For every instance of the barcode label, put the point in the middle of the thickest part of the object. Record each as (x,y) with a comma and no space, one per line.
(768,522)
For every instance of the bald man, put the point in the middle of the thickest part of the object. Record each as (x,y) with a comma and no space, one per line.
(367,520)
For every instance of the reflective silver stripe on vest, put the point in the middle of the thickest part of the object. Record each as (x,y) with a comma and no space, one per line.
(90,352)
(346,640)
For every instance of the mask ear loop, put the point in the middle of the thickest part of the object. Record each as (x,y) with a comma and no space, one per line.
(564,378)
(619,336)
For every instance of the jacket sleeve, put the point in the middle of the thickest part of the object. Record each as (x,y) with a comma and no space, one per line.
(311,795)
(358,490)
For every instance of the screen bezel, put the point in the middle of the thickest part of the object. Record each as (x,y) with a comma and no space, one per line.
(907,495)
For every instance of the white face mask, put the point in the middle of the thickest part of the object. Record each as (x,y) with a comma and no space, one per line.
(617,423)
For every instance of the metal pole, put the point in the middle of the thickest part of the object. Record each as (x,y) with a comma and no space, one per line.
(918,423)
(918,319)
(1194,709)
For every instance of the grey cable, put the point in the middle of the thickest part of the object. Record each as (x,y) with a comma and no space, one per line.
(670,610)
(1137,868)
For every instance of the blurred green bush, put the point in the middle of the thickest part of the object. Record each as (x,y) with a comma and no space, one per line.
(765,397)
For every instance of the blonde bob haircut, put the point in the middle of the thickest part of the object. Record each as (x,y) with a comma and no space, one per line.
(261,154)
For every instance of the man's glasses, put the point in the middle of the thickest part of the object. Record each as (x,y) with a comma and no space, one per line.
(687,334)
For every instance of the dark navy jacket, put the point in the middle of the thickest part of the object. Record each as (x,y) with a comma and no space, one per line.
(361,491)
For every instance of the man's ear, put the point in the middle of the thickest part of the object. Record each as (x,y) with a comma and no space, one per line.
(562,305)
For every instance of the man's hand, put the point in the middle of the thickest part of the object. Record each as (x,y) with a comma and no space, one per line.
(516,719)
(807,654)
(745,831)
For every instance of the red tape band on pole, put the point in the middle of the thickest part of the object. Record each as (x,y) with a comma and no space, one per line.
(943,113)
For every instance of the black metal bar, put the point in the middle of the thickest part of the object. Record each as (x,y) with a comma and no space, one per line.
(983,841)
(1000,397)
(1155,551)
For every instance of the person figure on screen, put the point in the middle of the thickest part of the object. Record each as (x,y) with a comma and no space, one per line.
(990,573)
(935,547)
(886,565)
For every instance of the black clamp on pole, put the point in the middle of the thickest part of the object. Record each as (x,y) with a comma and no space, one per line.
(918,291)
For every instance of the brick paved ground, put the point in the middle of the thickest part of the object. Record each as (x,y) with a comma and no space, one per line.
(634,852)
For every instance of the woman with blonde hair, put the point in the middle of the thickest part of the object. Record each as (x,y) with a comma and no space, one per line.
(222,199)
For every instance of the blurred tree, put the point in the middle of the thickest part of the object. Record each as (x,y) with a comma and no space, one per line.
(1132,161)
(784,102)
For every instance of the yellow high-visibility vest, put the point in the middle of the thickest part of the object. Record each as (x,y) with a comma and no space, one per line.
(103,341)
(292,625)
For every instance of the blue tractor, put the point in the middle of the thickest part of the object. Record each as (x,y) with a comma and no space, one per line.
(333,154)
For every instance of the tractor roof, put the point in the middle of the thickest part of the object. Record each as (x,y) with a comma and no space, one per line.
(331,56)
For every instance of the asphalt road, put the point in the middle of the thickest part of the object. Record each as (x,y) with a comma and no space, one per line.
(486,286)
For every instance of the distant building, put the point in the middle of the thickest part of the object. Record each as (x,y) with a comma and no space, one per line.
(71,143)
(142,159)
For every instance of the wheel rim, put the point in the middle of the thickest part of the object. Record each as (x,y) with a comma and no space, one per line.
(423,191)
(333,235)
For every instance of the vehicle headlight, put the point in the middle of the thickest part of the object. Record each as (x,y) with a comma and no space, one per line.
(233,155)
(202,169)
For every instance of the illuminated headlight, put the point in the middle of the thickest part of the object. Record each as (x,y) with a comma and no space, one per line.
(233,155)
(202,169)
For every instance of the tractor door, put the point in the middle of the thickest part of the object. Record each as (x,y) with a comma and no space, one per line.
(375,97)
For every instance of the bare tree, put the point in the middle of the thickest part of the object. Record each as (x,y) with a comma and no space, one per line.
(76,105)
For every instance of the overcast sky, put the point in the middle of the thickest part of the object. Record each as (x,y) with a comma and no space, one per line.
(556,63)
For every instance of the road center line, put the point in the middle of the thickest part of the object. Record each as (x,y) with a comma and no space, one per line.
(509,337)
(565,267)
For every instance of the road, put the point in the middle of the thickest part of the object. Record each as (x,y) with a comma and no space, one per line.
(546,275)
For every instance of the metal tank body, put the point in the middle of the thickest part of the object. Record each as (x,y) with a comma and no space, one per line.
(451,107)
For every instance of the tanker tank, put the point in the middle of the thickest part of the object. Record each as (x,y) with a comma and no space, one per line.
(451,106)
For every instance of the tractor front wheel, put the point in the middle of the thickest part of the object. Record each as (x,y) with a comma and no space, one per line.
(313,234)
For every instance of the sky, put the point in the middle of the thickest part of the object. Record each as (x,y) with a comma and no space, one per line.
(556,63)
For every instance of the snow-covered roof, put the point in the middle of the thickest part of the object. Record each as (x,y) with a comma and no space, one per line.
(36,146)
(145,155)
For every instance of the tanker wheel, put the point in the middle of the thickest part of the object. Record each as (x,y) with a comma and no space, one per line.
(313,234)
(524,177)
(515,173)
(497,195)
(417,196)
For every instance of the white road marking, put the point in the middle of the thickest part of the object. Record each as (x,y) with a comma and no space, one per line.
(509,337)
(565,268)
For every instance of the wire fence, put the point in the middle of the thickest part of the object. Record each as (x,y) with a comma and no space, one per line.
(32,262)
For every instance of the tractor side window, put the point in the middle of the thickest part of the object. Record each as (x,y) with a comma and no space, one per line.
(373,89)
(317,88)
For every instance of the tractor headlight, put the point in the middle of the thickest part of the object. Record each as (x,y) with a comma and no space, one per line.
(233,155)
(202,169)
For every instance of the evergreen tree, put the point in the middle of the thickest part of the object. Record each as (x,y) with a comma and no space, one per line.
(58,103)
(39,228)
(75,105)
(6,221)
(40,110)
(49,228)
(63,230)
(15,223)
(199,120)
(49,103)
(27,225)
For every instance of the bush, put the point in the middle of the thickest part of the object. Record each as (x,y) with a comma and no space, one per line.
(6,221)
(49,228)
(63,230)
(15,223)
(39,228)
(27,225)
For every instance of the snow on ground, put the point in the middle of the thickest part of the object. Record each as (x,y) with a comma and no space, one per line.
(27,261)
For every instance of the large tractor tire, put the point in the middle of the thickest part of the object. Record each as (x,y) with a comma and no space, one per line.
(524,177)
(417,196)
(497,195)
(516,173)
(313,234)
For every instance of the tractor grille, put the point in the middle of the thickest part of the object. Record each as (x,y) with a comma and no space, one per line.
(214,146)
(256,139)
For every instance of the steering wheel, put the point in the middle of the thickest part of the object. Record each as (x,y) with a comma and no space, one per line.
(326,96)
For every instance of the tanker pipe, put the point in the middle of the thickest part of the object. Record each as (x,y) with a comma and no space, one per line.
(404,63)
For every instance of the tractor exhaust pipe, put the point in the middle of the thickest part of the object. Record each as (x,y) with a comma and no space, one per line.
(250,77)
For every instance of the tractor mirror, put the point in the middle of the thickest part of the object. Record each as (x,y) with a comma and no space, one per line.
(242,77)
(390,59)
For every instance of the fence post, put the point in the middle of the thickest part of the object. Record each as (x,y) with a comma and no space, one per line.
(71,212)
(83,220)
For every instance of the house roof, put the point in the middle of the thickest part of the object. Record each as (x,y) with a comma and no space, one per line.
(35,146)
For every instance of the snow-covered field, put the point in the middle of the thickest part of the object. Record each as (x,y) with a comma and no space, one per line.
- - -
GIVEN TASK
The line containing "For every instance of the tanker pipe, put" and every line after it, through the end of the records, should be repeated exactly and alone.

REPLY
For every instance of the tanker pipe, put the point in the middle of the thickest part of the object. Record each as (x,y) with a comma and no space, one per line.
(404,63)
For every instance of the tractor exhaust pipe, put the point in the middle of the thickest part of the object. Record each as (x,y) with a comma and no space, one per line.
(250,77)
For every instance of the tractor mirror, put the point in the middle of the thickest part of the object. Record each as (x,y) with a comma and no space, one per line.
(242,77)
(390,59)
For every instance of the fence post, put the point in the middle of the thickest part of the object. Record each as (x,y) with a comma and no space, one per line.
(71,212)
(83,220)
For every instance of the house roof, put the point in the middle of the thickest part of the object. Record each as (x,y) with a comma and no space, one per line.
(35,146)
For every instance of the snow-covered field, put the point in the middle of the thickest part of the object. Record each as (x,y) with a comma and no space, one per line.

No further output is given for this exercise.